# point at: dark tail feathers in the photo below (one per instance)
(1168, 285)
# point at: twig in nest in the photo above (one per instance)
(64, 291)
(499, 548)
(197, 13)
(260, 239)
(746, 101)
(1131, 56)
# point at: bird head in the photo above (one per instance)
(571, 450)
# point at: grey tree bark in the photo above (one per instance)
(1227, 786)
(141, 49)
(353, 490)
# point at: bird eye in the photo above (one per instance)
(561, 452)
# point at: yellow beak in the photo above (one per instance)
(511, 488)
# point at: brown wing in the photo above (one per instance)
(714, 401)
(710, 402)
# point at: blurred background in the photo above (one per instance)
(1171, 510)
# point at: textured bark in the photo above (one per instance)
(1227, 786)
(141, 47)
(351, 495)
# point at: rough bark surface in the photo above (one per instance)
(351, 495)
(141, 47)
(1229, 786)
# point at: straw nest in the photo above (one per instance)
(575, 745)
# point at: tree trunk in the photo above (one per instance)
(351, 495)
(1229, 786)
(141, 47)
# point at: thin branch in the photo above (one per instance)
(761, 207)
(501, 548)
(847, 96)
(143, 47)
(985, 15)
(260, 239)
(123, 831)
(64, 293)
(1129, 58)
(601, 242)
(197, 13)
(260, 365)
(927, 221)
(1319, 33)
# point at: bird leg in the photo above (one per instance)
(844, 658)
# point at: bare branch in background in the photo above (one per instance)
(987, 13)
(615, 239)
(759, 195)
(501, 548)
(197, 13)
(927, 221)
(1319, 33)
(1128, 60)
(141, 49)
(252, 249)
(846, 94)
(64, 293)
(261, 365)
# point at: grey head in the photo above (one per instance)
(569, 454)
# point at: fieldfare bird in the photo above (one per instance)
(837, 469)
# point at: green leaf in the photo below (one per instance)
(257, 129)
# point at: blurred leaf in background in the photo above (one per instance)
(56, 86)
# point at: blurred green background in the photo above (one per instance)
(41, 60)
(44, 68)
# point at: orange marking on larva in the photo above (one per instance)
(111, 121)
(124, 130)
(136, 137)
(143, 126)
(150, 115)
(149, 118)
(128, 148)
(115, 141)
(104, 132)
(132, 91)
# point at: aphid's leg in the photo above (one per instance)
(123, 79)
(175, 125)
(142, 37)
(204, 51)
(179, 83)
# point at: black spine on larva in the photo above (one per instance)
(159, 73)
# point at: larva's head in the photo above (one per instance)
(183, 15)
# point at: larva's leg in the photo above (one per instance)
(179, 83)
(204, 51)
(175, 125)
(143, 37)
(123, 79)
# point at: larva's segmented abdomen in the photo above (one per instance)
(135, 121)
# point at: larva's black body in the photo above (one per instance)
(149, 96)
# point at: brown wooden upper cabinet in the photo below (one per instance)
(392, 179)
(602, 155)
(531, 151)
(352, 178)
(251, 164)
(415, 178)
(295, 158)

-- -- --

WHAT IS EXPECTED
All that is wanted is an exact copy of the lines from the line holding "# point at: larva's segmented" through the end of the material above, including both.

RESPONSE
# point at: larva's segmented abdomen in the photo above (one per instance)
(135, 121)
# point at: larva's black body in the photo above (one per instance)
(149, 96)
# point at: brown wooden upper cabinet in the photo below (one per instance)
(392, 179)
(602, 155)
(531, 151)
(352, 178)
(251, 164)
(415, 178)
(295, 158)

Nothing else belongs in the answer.